**** SOURCE TEXT
Environmental extremists destroying National Forests

Published January 1, 2001

The year 2000 will be remembered in forestry circles as the year of the Big Burn. At no time in our previous record-keeping has the total acreage burned in our National Forests approached the levels of last year.

There have been an amazing number of fires on our National Forests in the 39-year period from 1960 to 1998—420,553 to be exact. Of these, 54 percent were caused by lightning and 46 percent by humans. The most common cause of human-started fires is arson—the deliberate setting of fires. Next on the list are campers and hikers, followed by hunters, fishermen, railroads, and equipment.

The number of lightning-caused fires has remained fairly consistent through the years, and there is no evidence that “global warming” has upset the weather patterns that might be a factor in their generation.

Lightning-caused forest fires occur more frequently in the West, largely because forests occupy a larger percentage of the land area there than in the eastern part of the country. Consequently, people in the East feel most fires are started by human activity; the Smokey Bear campaign has lent credibility to that misconception.

How forests and fires are managed

Forest and forest fire management policies have changed dramatically since 1960. The Sierra Club—once fairly understanding of the benefits of professional forest management practices—is largely to blame.

Since the mid-1960s, the Sierra Club has taken aim at logging in the National Forests. The group’s effort resulted, most significantly, in passage of the National Forest Management Act in 1976. That was a defining moment in the management of the National Forests, as NFMA stood professional forest management on its head.

Under the NFMA, Congress defined what silvicultural and management practices could be used by on-the-ground foresters. Forest professionals were required to consult with local residents, who were given the authority to approve or reject any National Forest Management Plan developed for their local forest. Most dangerously, the NFMA embodied in law the notion that economics should not be considered in the management of National Forests.

The Sierra Club used the NFMA to bring a halt to professional forest management. After the NFMA’s adoption, the Sierra Club Legal Defense Fund filed at least 55 suits in federal courts against many National Forests for not having a “correct” management plan. The Forest Service was overwhelmed and soon disheartened.

Forest management efforts deteriorated. Timber sales already in the pipeline were completed, and the number of new timber sales fell. The Endangered Species Act became a favorite tool of anti-timber environmentalists. The spotted owl in the Northwest, the red cockaded woodpecker in the Southeast, and the Mexican spotted owl in the Southwest became surrogates to stop timber harvesting.

Fewer mature trees were removed from the forests, and timber stand improvement sales slowed. The conditions that fuel fires developed rapidly, unchecked by the management practices that had been developed to protect the forests.

1980: The turning point

The turning point came in 1980. Timber sales underway when NFMA was passed were grandfathered in and took about four years to complete. After that, the fuel load in the forests began to build rapidly.

The results of that fuel buildup are shown in Figure 1. It is both informative and distressing. After 1985, the number of National Forest acres burned by wild fires increased dramatically. Between 1960 and 1984, an average of 162,276 acres burned every year; from 1985 to 1998, that figure quadrupled, to some 670,018 acres per year.
********
**PROBLEM SET**:
A. According to the article on National Forest fires, what is the most common cause of human-started fires?
B. Rewrite the part of the article on National Forest fires starting at "Lightning-caused forest fires" and ending at "to that misconception.", putting "Woodsy Owl" in place of "Smokey Bear".
C. List every bird that the article on National Forest fires says became a surrogate to stop timber harvesting.
**** INFORMATION SUPPLIED
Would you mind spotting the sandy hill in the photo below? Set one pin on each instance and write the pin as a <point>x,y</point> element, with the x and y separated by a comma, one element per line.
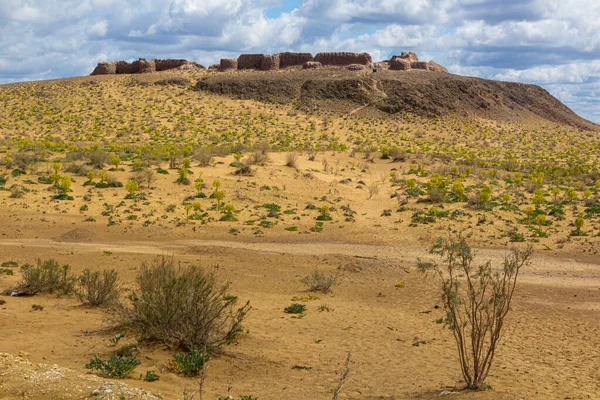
********
**ANSWERS TO THE PROBLEMS**:
A. Arson, the deliberate setting of fires.

B.
Lightning-caused forest fires occur more frequently in the West, largely because forests occupy a larger percentage of the land area there than in the eastern part of the country. Consequently, people in the East feel most fires are started by human activity; the Woodsy Owl campaign has lent credibility to that misconception.

C. The spotted owl, the red cockaded woodpecker and the Mexican spotted owl.